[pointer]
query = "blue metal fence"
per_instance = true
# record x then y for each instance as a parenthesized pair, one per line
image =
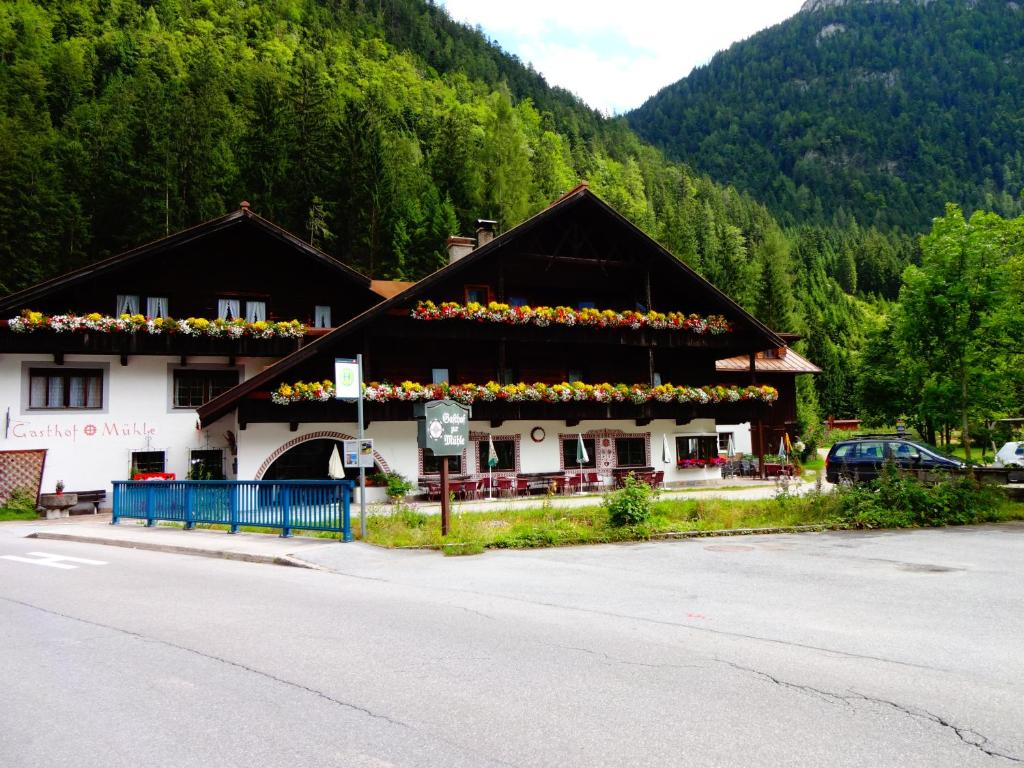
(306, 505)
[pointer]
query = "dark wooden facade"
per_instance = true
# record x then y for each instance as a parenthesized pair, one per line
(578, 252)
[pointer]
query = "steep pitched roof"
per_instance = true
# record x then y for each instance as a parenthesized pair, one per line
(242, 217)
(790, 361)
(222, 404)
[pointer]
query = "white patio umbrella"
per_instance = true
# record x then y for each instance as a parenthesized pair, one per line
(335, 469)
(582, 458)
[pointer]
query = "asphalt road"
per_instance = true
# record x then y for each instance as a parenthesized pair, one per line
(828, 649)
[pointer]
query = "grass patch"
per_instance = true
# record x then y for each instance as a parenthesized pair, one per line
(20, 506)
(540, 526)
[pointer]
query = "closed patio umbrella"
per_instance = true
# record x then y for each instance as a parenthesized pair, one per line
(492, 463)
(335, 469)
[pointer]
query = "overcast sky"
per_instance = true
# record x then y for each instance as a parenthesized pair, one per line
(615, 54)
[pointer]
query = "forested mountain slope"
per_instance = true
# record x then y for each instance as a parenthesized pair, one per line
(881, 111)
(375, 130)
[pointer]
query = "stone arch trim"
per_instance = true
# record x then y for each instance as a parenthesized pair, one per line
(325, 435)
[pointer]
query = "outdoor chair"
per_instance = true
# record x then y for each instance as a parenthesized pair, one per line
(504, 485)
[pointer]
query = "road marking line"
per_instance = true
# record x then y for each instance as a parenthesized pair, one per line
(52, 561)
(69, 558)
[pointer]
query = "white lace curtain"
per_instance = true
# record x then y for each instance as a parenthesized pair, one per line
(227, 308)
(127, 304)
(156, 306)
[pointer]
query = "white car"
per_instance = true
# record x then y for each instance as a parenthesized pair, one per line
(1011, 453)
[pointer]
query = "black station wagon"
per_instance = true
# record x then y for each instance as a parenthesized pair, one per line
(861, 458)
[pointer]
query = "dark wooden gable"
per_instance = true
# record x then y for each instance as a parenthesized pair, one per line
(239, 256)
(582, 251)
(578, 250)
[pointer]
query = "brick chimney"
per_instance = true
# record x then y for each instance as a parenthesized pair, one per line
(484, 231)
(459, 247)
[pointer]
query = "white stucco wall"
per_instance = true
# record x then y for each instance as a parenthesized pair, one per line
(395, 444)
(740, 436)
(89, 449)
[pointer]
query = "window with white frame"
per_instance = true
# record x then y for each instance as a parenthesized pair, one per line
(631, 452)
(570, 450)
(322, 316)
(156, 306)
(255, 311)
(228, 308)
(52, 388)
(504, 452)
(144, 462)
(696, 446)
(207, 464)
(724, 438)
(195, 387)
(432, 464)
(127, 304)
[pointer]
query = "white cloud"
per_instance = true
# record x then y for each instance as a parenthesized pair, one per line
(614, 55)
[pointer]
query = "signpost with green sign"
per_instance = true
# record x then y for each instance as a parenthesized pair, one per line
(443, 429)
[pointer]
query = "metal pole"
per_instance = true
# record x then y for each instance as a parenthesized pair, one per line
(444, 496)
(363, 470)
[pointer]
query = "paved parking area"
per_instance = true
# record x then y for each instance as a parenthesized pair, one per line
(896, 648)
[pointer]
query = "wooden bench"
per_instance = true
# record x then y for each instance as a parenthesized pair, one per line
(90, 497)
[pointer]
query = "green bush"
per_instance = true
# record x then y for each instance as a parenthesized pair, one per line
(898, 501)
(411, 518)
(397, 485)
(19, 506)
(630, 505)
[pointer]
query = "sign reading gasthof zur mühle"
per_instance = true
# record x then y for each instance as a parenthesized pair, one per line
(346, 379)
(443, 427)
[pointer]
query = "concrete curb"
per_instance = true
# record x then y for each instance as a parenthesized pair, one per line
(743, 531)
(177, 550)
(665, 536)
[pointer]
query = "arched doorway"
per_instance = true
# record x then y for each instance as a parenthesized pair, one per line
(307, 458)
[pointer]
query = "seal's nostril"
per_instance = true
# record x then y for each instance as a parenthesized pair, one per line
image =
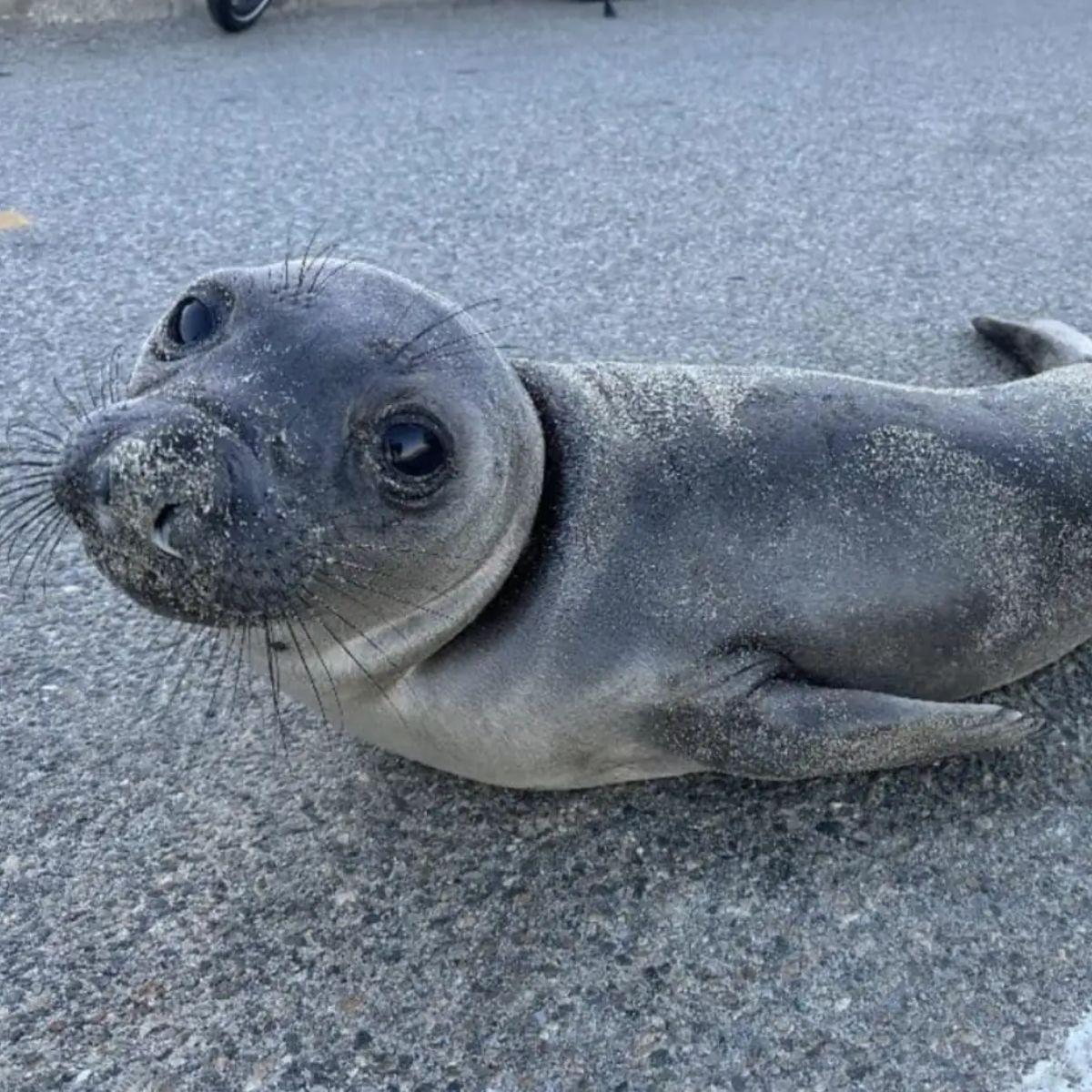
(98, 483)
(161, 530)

Objective: Select and copy out each line in the listing above that contains the word "with".

Task output:
query = "window with white frame"
query = "signpost with green sign"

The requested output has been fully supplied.